ACTIONS TO TAKE
[A] In the article on antibiotics and infant vaccines, what share of infants in Australia are exposed to antibiotics by one year of age?
[B] Reproduce part of the article on antibiotics and infant vaccines, beginning at the words "Flinders University Associate" and stopping after "for vaccination programs.".
[C] Carry on the article on antibiotics and infant vaccines from the point where it stops.

----- PROVIDED TEXT

Antibiotic exposure in infants could impair their responses to five important routine vaccines administered daily around the world, new research has found.
Flinders University Associate Professor Lynn says that results of preclinical modelling, and more research in clinical trials, could change the way children are given antibiotics and have significant implications for vaccination programs.
“The research findings are very important because by one year of age, 50 per cent of infants in Australia will be exposed to antibiotics, and this is the period of life that many of these vaccines are administered,” he says.
“It appears that antibiotics in the first year of life change the way the body builds immunity – and responds to vaccination,” says Associate Professor Lynn, who leads the European Molecular Biology Laboratory (EMBL) Australia biomedical informatics group at the Infection and Immunity theme at the South Australian Health and Medical Research Institute (SAHMRI) in Adelaide.
“We have showed that the bacteria in the gut (the microbiome) are important in shaping the strength of the infant immune system,” Associate Professor Lynn says.
“Our findings could have significant implications for vaccination programs globally.”

----------
----- SOURCE DATA

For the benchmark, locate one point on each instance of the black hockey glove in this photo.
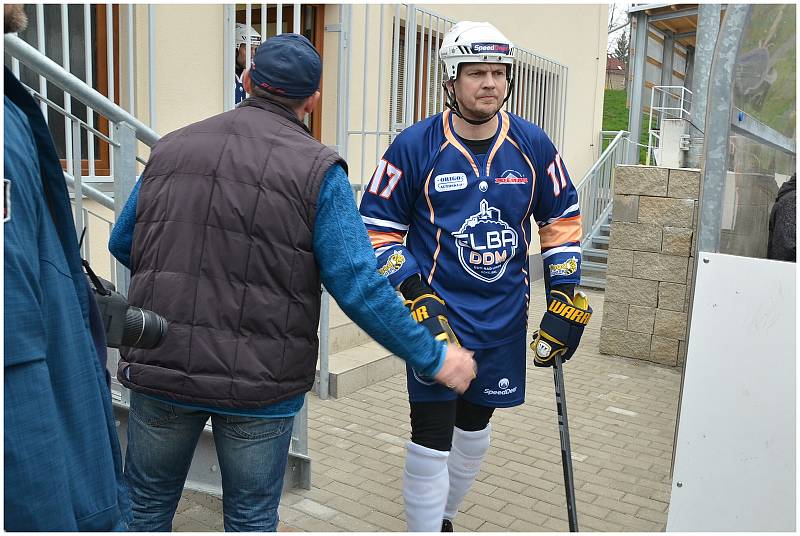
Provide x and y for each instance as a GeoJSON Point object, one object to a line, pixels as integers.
{"type": "Point", "coordinates": [561, 328]}
{"type": "Point", "coordinates": [427, 308]}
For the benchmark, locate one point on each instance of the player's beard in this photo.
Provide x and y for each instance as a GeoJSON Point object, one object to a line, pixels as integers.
{"type": "Point", "coordinates": [480, 114]}
{"type": "Point", "coordinates": [14, 18]}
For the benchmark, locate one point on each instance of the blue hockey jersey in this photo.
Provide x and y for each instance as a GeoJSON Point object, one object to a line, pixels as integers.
{"type": "Point", "coordinates": [464, 221]}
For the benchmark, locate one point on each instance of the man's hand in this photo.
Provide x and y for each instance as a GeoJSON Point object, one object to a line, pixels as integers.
{"type": "Point", "coordinates": [561, 328]}
{"type": "Point", "coordinates": [458, 369]}
{"type": "Point", "coordinates": [430, 311]}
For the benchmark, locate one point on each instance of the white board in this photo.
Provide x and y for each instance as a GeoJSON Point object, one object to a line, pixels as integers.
{"type": "Point", "coordinates": [735, 449]}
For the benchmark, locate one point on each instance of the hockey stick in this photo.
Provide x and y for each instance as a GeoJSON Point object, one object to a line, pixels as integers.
{"type": "Point", "coordinates": [566, 454]}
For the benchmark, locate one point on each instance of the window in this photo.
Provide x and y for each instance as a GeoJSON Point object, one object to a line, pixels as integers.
{"type": "Point", "coordinates": [53, 26]}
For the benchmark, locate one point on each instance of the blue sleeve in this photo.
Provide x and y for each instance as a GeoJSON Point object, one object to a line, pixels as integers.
{"type": "Point", "coordinates": [36, 486]}
{"type": "Point", "coordinates": [347, 267]}
{"type": "Point", "coordinates": [387, 205]}
{"type": "Point", "coordinates": [121, 239]}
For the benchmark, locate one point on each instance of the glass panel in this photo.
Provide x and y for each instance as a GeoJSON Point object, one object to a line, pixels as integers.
{"type": "Point", "coordinates": [764, 88]}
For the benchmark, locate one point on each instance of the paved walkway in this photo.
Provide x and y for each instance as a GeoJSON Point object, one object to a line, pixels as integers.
{"type": "Point", "coordinates": [622, 423]}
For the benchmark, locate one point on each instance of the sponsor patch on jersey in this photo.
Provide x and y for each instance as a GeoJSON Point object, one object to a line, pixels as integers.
{"type": "Point", "coordinates": [485, 244]}
{"type": "Point", "coordinates": [502, 388]}
{"type": "Point", "coordinates": [393, 264]}
{"type": "Point", "coordinates": [6, 200]}
{"type": "Point", "coordinates": [511, 176]}
{"type": "Point", "coordinates": [568, 267]}
{"type": "Point", "coordinates": [490, 48]}
{"type": "Point", "coordinates": [449, 182]}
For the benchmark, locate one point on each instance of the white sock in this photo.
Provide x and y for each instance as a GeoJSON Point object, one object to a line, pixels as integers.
{"type": "Point", "coordinates": [425, 484]}
{"type": "Point", "coordinates": [464, 463]}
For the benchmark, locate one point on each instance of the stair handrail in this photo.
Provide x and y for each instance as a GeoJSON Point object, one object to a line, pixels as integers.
{"type": "Point", "coordinates": [595, 194]}
{"type": "Point", "coordinates": [73, 85]}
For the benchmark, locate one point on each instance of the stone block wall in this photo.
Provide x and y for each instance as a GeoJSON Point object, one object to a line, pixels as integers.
{"type": "Point", "coordinates": [650, 263]}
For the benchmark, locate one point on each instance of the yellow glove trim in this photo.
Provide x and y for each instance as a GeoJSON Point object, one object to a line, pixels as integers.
{"type": "Point", "coordinates": [570, 311]}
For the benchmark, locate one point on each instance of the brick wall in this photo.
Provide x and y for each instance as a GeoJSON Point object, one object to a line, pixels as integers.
{"type": "Point", "coordinates": [650, 263]}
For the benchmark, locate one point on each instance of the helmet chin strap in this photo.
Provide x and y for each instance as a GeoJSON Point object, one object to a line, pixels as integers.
{"type": "Point", "coordinates": [452, 103]}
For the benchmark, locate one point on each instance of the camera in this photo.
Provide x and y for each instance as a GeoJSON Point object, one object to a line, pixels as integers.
{"type": "Point", "coordinates": [125, 325]}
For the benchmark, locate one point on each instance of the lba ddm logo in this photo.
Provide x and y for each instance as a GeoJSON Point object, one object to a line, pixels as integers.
{"type": "Point", "coordinates": [485, 244]}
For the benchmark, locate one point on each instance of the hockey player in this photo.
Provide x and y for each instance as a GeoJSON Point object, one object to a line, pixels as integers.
{"type": "Point", "coordinates": [448, 211]}
{"type": "Point", "coordinates": [243, 35]}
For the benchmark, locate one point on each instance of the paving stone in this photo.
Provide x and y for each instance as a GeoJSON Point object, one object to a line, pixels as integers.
{"type": "Point", "coordinates": [315, 509]}
{"type": "Point", "coordinates": [636, 236]}
{"type": "Point", "coordinates": [664, 350]}
{"type": "Point", "coordinates": [640, 180]}
{"type": "Point", "coordinates": [626, 208]}
{"type": "Point", "coordinates": [352, 524]}
{"type": "Point", "coordinates": [670, 324]}
{"type": "Point", "coordinates": [616, 505]}
{"type": "Point", "coordinates": [632, 291]}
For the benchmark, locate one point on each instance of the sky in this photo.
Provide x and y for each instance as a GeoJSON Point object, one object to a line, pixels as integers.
{"type": "Point", "coordinates": [619, 16]}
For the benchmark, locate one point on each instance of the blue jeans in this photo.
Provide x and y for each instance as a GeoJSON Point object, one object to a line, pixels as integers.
{"type": "Point", "coordinates": [252, 454]}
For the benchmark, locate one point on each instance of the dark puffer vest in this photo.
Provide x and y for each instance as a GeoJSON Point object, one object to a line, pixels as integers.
{"type": "Point", "coordinates": [223, 249]}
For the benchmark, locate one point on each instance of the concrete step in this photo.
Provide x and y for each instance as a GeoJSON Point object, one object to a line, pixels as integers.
{"type": "Point", "coordinates": [358, 367]}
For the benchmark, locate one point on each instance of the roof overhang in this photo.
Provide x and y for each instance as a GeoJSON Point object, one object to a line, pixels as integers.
{"type": "Point", "coordinates": [676, 20]}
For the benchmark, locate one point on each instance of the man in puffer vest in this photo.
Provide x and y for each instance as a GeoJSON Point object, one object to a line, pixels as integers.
{"type": "Point", "coordinates": [233, 226]}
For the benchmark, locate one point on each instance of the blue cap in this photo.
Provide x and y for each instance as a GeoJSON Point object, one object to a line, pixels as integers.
{"type": "Point", "coordinates": [287, 65]}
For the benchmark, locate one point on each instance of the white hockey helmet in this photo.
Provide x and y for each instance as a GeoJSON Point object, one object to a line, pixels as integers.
{"type": "Point", "coordinates": [474, 42]}
{"type": "Point", "coordinates": [241, 34]}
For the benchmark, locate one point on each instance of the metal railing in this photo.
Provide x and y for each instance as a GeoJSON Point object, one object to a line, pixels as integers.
{"type": "Point", "coordinates": [260, 24]}
{"type": "Point", "coordinates": [126, 131]}
{"type": "Point", "coordinates": [596, 187]}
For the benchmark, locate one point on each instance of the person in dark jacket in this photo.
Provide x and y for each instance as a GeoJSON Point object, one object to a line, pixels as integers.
{"type": "Point", "coordinates": [233, 226]}
{"type": "Point", "coordinates": [783, 224]}
{"type": "Point", "coordinates": [62, 459]}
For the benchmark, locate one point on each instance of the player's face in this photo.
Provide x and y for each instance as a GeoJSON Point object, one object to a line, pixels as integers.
{"type": "Point", "coordinates": [241, 55]}
{"type": "Point", "coordinates": [480, 89]}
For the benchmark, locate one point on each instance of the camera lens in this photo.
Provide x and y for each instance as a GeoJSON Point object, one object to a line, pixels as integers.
{"type": "Point", "coordinates": [143, 328]}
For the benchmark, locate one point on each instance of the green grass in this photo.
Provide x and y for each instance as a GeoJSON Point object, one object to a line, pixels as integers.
{"type": "Point", "coordinates": [615, 116]}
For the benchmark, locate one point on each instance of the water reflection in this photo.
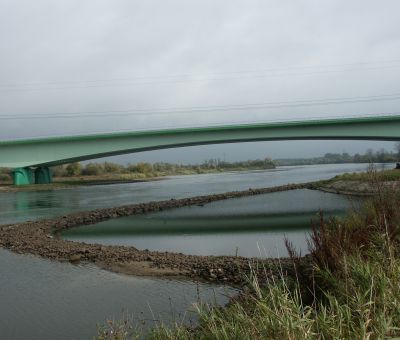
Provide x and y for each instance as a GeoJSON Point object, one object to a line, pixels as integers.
{"type": "Point", "coordinates": [220, 228]}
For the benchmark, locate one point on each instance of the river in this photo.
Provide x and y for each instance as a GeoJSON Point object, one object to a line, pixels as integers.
{"type": "Point", "coordinates": [51, 300]}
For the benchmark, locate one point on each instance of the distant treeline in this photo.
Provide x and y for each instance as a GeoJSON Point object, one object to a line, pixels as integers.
{"type": "Point", "coordinates": [370, 156]}
{"type": "Point", "coordinates": [144, 170]}
{"type": "Point", "coordinates": [158, 169]}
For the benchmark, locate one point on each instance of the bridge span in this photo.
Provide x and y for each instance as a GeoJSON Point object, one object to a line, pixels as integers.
{"type": "Point", "coordinates": [31, 158]}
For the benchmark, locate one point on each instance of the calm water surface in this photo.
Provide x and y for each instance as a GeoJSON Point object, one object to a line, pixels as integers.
{"type": "Point", "coordinates": [41, 299]}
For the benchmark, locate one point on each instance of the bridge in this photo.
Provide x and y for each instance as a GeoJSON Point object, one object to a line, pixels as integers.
{"type": "Point", "coordinates": [32, 158]}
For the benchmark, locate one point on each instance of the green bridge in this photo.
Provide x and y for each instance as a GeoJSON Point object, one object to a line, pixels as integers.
{"type": "Point", "coordinates": [32, 158]}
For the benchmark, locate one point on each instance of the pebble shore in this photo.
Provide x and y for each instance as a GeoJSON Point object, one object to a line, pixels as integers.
{"type": "Point", "coordinates": [41, 238]}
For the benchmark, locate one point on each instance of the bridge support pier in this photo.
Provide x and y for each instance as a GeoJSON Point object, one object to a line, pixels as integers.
{"type": "Point", "coordinates": [25, 176]}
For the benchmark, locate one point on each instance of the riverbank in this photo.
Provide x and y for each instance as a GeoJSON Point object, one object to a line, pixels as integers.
{"type": "Point", "coordinates": [41, 238]}
{"type": "Point", "coordinates": [361, 184]}
{"type": "Point", "coordinates": [343, 291]}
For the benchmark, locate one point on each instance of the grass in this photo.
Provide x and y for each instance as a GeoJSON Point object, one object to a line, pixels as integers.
{"type": "Point", "coordinates": [350, 288]}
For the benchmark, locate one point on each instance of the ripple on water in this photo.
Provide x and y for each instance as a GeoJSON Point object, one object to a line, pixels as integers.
{"type": "Point", "coordinates": [42, 299]}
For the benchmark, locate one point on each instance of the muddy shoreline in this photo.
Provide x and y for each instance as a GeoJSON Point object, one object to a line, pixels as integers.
{"type": "Point", "coordinates": [41, 238]}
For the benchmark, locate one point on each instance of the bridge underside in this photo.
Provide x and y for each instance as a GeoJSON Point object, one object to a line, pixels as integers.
{"type": "Point", "coordinates": [42, 153]}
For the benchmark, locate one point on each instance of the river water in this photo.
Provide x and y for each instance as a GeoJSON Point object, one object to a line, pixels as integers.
{"type": "Point", "coordinates": [41, 299]}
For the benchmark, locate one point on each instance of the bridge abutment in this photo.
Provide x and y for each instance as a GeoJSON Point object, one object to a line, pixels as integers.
{"type": "Point", "coordinates": [23, 176]}
{"type": "Point", "coordinates": [26, 176]}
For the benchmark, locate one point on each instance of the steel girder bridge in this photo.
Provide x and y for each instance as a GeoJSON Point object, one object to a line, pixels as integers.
{"type": "Point", "coordinates": [30, 159]}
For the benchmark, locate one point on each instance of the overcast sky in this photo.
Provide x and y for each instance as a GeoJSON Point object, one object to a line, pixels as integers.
{"type": "Point", "coordinates": [74, 67]}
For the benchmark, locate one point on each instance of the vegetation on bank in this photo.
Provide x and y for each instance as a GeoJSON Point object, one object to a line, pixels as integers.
{"type": "Point", "coordinates": [371, 156]}
{"type": "Point", "coordinates": [347, 289]}
{"type": "Point", "coordinates": [142, 170]}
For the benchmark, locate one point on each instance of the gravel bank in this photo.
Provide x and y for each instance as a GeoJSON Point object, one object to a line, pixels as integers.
{"type": "Point", "coordinates": [41, 238]}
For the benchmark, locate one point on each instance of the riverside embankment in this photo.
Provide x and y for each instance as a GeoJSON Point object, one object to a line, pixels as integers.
{"type": "Point", "coordinates": [40, 238]}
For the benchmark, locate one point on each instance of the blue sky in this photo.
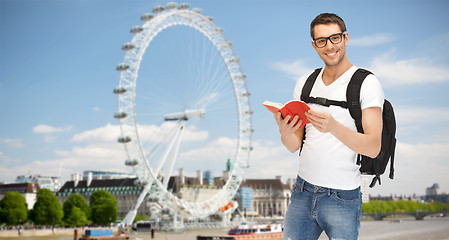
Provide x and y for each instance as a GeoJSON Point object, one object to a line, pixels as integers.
{"type": "Point", "coordinates": [58, 58]}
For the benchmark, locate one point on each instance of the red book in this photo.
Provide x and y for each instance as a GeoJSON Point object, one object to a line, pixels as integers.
{"type": "Point", "coordinates": [292, 108]}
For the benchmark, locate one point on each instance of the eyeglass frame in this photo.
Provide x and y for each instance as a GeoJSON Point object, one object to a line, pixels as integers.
{"type": "Point", "coordinates": [329, 38]}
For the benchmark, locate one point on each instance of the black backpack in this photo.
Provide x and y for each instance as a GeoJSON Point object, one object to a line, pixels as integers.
{"type": "Point", "coordinates": [368, 166]}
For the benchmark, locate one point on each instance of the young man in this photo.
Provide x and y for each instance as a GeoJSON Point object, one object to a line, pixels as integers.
{"type": "Point", "coordinates": [326, 196]}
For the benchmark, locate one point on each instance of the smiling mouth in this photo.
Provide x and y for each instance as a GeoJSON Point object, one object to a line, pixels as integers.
{"type": "Point", "coordinates": [331, 54]}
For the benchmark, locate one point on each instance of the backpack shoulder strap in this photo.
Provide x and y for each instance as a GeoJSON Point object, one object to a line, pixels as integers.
{"type": "Point", "coordinates": [307, 88]}
{"type": "Point", "coordinates": [353, 96]}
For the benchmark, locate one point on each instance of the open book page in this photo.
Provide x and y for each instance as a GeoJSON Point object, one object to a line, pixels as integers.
{"type": "Point", "coordinates": [292, 108]}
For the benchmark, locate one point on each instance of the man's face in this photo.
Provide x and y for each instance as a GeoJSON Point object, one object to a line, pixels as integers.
{"type": "Point", "coordinates": [332, 54]}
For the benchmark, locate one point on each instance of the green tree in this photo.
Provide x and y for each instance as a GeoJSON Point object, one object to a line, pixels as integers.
{"type": "Point", "coordinates": [47, 210]}
{"type": "Point", "coordinates": [103, 206]}
{"type": "Point", "coordinates": [76, 217]}
{"type": "Point", "coordinates": [13, 209]}
{"type": "Point", "coordinates": [76, 211]}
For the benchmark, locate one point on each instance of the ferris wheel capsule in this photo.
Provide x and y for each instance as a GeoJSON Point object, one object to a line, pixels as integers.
{"type": "Point", "coordinates": [119, 90]}
{"type": "Point", "coordinates": [136, 29]}
{"type": "Point", "coordinates": [122, 67]}
{"type": "Point", "coordinates": [158, 9]}
{"type": "Point", "coordinates": [131, 162]}
{"type": "Point", "coordinates": [183, 6]}
{"type": "Point", "coordinates": [147, 17]}
{"type": "Point", "coordinates": [128, 46]}
{"type": "Point", "coordinates": [197, 10]}
{"type": "Point", "coordinates": [124, 139]}
{"type": "Point", "coordinates": [171, 5]}
{"type": "Point", "coordinates": [120, 115]}
{"type": "Point", "coordinates": [141, 182]}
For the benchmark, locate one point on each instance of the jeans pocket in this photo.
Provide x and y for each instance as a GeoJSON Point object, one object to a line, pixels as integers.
{"type": "Point", "coordinates": [347, 196]}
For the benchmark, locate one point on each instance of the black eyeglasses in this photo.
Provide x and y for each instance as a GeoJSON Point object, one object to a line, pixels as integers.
{"type": "Point", "coordinates": [334, 38]}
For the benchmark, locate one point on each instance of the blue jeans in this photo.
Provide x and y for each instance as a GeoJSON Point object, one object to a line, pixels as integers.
{"type": "Point", "coordinates": [314, 209]}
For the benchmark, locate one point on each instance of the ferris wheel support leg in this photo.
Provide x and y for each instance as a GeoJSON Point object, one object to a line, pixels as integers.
{"type": "Point", "coordinates": [174, 155]}
{"type": "Point", "coordinates": [167, 151]}
{"type": "Point", "coordinates": [129, 218]}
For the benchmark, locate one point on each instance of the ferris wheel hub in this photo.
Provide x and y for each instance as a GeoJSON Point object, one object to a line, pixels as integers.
{"type": "Point", "coordinates": [184, 115]}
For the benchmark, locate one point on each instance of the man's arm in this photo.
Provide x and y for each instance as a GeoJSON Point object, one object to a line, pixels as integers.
{"type": "Point", "coordinates": [291, 134]}
{"type": "Point", "coordinates": [367, 144]}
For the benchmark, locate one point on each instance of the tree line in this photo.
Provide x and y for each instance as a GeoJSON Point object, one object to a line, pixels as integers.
{"type": "Point", "coordinates": [377, 206]}
{"type": "Point", "coordinates": [47, 210]}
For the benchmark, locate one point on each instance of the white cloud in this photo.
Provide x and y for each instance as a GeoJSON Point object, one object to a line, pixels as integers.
{"type": "Point", "coordinates": [393, 72]}
{"type": "Point", "coordinates": [43, 128]}
{"type": "Point", "coordinates": [14, 143]}
{"type": "Point", "coordinates": [372, 40]}
{"type": "Point", "coordinates": [49, 139]}
{"type": "Point", "coordinates": [420, 115]}
{"type": "Point", "coordinates": [108, 133]}
{"type": "Point", "coordinates": [147, 133]}
{"type": "Point", "coordinates": [294, 69]}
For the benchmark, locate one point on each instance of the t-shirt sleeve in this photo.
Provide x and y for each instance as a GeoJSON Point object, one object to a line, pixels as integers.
{"type": "Point", "coordinates": [371, 93]}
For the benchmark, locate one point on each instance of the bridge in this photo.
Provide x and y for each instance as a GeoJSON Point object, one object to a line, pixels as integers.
{"type": "Point", "coordinates": [419, 215]}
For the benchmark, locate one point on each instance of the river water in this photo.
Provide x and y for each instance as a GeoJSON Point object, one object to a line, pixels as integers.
{"type": "Point", "coordinates": [405, 229]}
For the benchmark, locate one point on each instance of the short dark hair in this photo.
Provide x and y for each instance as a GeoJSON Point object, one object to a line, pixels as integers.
{"type": "Point", "coordinates": [327, 18]}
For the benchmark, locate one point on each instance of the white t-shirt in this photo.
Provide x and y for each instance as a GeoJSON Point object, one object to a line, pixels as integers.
{"type": "Point", "coordinates": [324, 160]}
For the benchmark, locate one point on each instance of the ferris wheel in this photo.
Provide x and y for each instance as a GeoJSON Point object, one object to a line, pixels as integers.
{"type": "Point", "coordinates": [183, 105]}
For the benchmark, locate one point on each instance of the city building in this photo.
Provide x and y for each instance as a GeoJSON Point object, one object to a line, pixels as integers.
{"type": "Point", "coordinates": [53, 183]}
{"type": "Point", "coordinates": [106, 174]}
{"type": "Point", "coordinates": [28, 190]}
{"type": "Point", "coordinates": [123, 189]}
{"type": "Point", "coordinates": [245, 199]}
{"type": "Point", "coordinates": [271, 196]}
{"type": "Point", "coordinates": [433, 190]}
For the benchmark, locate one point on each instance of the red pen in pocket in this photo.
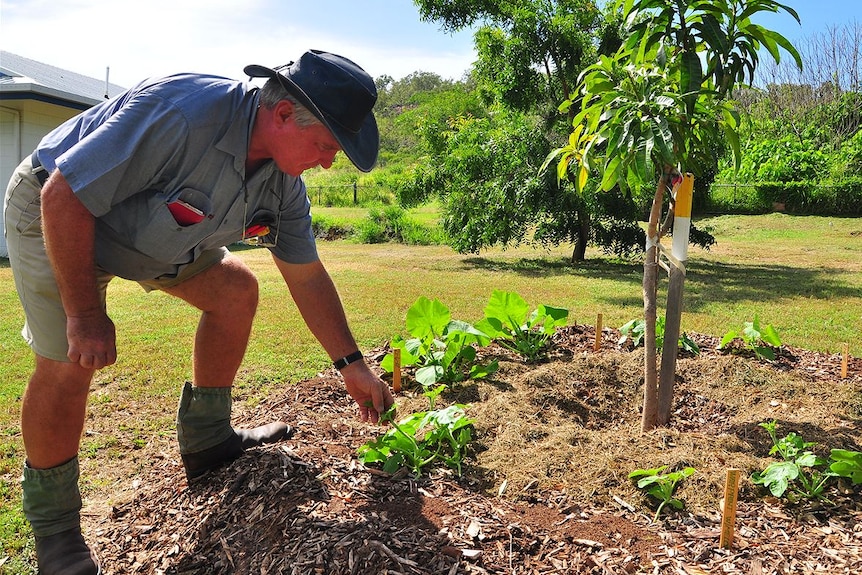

----------

ANSWERS BELOW
[A] 50 per cent

[B]
Flinders University Associate Professor Lynn says that results of preclinical modelling, and more research in clinical trials, could change the way children are given antibiotics and have significant implications for vaccination programs.

[C]
Published in Cell Host & Microbe today, a research team led by Associate Professor David Lynn, EMBL Australia Group Leader and Flinders University College of Medicine and Public Health reseacher, found that the use of antibiotics in early life (in preclinical animal models) leads to impaired immune responses to five vaccinations routinely given to infants worldwide, including vaccines against meningitis, pneumonia, tuberculosis and whooping cough.
Vaccinations come second only to clean water as the most effective frontline strategies available for preventing infectious diseases. They work by supporting the immune system in producing antibodies against diseases. Antibody-mediated responses play a critical role in vaccine-enabled immunity.
However, for reasons that are poorly understood, these responses vary significantly between individuals.
However, Associate Professor Lynn says the findings support the need to strengthen and repair the healthy gut bugs by replacing them with transplants, prebiotics and probiotics, in food and suitable medications.
In mice, restoring a healthy gut microbiome after antibiotic exposure rescued the impaired vaccine responses.
The team has started a clinical study at the Women’s and Children’s Hospital in Adelaide to identify whether this phenomenon also happens in human infants, and to explore how the healthy gut microbiome influences the effectiveness of vaccination.
EMBL Australia offers powerful new enabling tools such as bioinformatics and systems biology in Australia life science research projects, infrastructure and training programs.
The secretary of the Australasian Virology Society, Flinders University Associate Professor Peter Speck, congratulated the researchers’ work on “emphasising the critical role of the gut microbiome in developing the immune system”.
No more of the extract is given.